[Records from a collection]

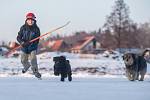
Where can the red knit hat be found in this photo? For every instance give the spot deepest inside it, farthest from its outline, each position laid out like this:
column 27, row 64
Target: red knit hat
column 30, row 16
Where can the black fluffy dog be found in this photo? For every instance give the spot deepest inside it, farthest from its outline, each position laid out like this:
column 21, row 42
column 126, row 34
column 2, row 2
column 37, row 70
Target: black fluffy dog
column 62, row 67
column 135, row 66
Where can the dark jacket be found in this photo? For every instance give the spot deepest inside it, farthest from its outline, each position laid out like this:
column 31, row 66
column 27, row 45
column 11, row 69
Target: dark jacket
column 26, row 34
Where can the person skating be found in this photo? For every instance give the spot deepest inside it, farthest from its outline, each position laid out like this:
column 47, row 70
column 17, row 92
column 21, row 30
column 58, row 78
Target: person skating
column 27, row 32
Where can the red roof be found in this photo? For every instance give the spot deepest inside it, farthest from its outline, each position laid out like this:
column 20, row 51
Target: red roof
column 82, row 43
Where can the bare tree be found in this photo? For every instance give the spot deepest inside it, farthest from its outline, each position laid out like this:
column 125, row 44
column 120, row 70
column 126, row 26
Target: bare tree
column 118, row 22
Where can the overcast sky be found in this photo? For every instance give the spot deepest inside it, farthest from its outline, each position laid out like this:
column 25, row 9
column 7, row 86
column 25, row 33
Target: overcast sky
column 85, row 15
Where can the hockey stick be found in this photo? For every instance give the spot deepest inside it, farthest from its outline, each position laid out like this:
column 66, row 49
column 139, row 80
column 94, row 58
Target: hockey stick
column 18, row 47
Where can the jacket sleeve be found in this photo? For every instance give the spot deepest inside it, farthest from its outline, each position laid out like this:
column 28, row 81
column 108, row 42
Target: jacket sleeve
column 20, row 35
column 37, row 35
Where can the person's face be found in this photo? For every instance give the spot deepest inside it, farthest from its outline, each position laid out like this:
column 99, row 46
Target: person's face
column 30, row 22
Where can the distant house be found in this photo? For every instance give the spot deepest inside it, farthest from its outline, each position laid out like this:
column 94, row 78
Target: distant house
column 59, row 45
column 55, row 45
column 86, row 45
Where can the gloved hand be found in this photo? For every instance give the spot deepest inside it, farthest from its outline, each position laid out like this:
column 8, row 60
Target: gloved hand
column 25, row 44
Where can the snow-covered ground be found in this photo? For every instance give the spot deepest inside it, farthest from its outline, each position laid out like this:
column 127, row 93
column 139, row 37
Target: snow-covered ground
column 88, row 81
column 81, row 64
column 19, row 88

To do | Drop the images and repeat the data exactly.

Result for this exercise |
Where can the red knit hat be found in this photo? For every instance give the spot deepest inside it, farthest from its outline, each position laid out like this:
column 27, row 64
Target: red knit hat
column 30, row 16
Where can the black fluffy dog be found in this photo? For every instance give the spot deepest inside it, farthest from its outline, each position laid out like this:
column 21, row 42
column 126, row 34
column 2, row 2
column 37, row 70
Target: black fluffy dog
column 62, row 67
column 135, row 66
Where can the dark jacket be found in this photo? For every instance give the spot deepest inside it, farthest from its outline, each position laid out like this:
column 31, row 66
column 27, row 45
column 11, row 69
Target: dark jacket
column 26, row 34
Where can the person skating be found in this photo? For every instance give the spot deepest inside it, farthest from its outline, each position laid out like this:
column 47, row 70
column 17, row 92
column 21, row 30
column 58, row 78
Target: person skating
column 27, row 32
Where can the red roof be found in this photo? For every instance give the spot deepest inside it, farthest from its outline, each position laid out like this:
column 20, row 51
Target: red roof
column 82, row 43
Where can the bare tree be found in this photo? For every instance give the spot deepest inside it, farthest from its outline, each position laid out like this:
column 125, row 44
column 120, row 70
column 126, row 26
Target: bare tree
column 118, row 22
Where can the overcast sky be found in this photo? For every instance give the spot deepest inside it, farthest from its outline, each position laid out like this:
column 25, row 9
column 7, row 86
column 25, row 33
Target: overcast sky
column 85, row 15
Where can the hockey stick be found in this photo? For every instance give the spot deepest inside it, farthest from its outline, each position laid out like this:
column 66, row 49
column 139, row 80
column 94, row 58
Target: hockey stick
column 18, row 47
Where can the jacket sleeve be found in this photo? For every instance give the spot deepest inside it, farthest from its outline, each position laid out like this:
column 28, row 81
column 108, row 42
Target: jacket sleeve
column 20, row 35
column 37, row 35
Where can the person's face be found in this photo? For every instance give the spot deepest inside it, farthest from its outline, each position laid out like this:
column 99, row 46
Target: person's face
column 30, row 22
Where can the distant house be found in this photo? For every instance give the spot deepest inside it, farthest from its outline, each position laid out like this:
column 94, row 78
Target: distant house
column 59, row 45
column 55, row 45
column 86, row 45
Where can the gloved hand be found in this photo? For every instance give the spot deepest inside it, farthest from its outline, each position laid out like this:
column 8, row 60
Target: gloved hand
column 25, row 44
Where can the snow-covered ground be found in this photo? For every instance give the spot deepest inside it, farthest from its outline, each position laid out like this:
column 127, row 93
column 139, row 37
Target: snow-covered ground
column 88, row 81
column 81, row 64
column 19, row 88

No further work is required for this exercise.